- What is required
Output nothing but the lines from the first line of the entries to the line with "[(309, 64)]", inclusive, exactly as they read.

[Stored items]
============================================================
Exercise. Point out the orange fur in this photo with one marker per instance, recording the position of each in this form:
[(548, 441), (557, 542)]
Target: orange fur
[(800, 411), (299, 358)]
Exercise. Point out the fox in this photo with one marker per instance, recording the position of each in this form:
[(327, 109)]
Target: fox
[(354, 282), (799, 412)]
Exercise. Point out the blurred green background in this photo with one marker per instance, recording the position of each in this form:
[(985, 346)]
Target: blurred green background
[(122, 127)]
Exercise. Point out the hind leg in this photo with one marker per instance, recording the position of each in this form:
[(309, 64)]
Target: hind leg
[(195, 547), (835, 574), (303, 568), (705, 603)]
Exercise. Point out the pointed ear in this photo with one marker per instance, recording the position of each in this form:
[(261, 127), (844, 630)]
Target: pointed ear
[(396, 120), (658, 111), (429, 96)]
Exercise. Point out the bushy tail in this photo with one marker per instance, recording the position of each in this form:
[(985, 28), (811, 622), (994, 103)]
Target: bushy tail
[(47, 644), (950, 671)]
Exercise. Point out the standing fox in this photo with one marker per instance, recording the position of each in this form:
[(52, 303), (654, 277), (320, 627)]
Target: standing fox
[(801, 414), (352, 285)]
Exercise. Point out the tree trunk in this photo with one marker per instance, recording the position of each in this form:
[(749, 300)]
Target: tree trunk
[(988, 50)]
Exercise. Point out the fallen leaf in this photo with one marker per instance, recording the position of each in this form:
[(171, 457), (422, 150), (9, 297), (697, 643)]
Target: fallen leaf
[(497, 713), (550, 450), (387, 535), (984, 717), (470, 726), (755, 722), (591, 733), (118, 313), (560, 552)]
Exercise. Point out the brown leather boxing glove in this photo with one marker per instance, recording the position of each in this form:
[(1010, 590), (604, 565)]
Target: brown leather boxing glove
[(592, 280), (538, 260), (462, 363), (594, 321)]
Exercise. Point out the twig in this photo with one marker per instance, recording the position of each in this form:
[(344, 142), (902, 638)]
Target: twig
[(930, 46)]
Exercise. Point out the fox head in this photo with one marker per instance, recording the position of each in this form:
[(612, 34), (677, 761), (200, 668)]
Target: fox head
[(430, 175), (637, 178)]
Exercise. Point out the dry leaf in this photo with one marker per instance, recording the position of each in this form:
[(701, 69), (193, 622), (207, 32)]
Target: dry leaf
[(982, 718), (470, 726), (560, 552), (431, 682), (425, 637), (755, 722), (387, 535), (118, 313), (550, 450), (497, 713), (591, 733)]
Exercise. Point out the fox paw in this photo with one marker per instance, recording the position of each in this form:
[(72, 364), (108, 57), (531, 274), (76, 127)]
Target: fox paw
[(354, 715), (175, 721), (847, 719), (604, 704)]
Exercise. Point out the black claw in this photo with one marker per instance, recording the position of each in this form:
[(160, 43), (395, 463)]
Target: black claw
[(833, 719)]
============================================================
- Response to this exercise
Exercise. Point out the orange fur in this photo with one marker per instance, recording the position of each in this form:
[(548, 441), (557, 542)]
Target: orange fur
[(800, 411), (299, 358)]
Exercise. Point out the fox in this photo with one marker per instance, recording the position of each in this form:
[(327, 109)]
Target: fox
[(354, 282), (799, 412)]
Exercise. Point out the blurred green background in this photo with one marker per instance, recording the position of each in this form:
[(985, 346)]
Target: blurred green background
[(122, 127)]
Exercise. Point out the hind leg in this photo with one marker per instance, recording the position of each in this form:
[(309, 64)]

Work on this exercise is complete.